* [GIVEN REQUEST] Reproduce the data below verbatim, covering everything from its first line down to and including the line that contains "pixel 227 266".

Dataset excerpts on object pointing:
[BEGIN]

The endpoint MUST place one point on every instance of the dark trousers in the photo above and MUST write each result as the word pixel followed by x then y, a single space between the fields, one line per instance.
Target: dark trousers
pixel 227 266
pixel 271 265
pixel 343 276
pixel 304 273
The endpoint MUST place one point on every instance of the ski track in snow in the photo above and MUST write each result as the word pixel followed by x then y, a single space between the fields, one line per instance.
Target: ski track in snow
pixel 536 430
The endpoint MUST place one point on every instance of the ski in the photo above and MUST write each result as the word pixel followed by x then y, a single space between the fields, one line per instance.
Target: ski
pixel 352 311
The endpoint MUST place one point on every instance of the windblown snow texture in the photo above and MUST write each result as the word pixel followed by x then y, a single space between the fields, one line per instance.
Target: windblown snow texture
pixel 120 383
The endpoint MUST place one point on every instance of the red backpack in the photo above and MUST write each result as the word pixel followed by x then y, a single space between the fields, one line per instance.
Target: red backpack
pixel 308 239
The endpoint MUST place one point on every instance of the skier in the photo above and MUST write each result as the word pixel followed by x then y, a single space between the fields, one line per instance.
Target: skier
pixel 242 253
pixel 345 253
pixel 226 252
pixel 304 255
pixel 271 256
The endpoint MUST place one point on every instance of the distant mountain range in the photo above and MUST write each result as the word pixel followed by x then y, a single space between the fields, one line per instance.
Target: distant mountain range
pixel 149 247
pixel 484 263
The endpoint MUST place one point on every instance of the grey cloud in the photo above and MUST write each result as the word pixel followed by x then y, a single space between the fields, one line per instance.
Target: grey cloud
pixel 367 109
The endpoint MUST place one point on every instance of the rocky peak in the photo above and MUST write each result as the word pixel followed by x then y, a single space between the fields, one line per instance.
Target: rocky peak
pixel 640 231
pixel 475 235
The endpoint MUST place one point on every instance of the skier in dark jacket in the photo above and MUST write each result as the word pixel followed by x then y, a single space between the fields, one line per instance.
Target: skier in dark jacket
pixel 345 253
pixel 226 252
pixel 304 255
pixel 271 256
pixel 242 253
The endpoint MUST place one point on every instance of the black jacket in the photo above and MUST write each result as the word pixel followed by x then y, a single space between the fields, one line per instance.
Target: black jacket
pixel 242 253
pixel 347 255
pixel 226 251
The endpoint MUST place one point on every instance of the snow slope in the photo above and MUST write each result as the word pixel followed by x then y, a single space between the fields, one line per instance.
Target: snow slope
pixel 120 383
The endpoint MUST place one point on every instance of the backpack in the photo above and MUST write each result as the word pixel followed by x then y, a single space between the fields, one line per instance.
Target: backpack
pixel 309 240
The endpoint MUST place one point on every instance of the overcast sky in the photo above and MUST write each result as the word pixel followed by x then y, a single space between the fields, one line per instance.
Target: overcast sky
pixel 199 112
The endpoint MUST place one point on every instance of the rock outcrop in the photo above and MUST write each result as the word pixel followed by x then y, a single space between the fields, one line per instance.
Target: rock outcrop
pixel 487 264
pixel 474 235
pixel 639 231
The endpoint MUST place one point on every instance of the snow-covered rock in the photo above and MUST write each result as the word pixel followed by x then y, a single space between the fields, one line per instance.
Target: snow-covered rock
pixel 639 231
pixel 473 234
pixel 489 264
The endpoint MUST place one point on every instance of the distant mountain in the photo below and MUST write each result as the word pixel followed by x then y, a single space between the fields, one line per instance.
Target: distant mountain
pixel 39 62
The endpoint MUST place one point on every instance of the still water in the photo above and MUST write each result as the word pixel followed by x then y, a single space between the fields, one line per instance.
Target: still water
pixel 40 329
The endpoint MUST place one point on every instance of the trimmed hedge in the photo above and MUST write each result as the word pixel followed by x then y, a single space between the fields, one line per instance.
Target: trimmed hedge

[END]

* [WORKED SOLUTION]
The endpoint MUST place one point on every instance of the dark trousers in the photo above and MUST write each result as the word pixel followed by x then y, a single space between the fields, one line per instance.
Target: dark trousers
pixel 227 266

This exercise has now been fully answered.